- Opening Delimiter -

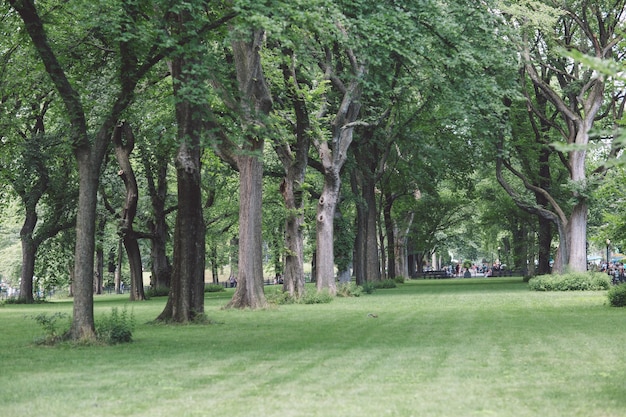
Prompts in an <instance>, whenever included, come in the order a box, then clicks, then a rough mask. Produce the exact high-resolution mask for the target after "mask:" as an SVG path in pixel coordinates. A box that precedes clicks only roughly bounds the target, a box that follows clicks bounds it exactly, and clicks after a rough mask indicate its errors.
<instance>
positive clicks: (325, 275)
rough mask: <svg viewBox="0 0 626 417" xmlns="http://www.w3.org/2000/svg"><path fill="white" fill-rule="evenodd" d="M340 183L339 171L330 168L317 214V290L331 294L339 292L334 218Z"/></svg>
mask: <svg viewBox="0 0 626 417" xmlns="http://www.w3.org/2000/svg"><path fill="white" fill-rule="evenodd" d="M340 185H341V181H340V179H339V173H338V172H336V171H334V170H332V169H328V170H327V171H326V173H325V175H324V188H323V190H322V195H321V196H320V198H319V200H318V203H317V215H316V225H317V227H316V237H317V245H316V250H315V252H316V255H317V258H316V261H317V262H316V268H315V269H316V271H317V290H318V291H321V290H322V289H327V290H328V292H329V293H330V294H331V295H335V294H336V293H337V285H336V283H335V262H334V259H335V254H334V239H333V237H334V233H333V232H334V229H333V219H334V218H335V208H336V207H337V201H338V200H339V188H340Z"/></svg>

- Closing Delimiter -

EXERCISE - Look through the entries above and copy each line that has "instance" in it.

PROBLEM SOLUTION -
Prompts in an <instance>, whenever included, come in the order a box, then clicks, then a rough mask. Produce the exact high-resolution mask for the target after "mask:" as an SVG path in pixel coordinates. A box that precedes clicks only roughly bounds the target, a box that follows clicks bounds it exactly, and clicks after a rough mask indicate its errors.
<instance>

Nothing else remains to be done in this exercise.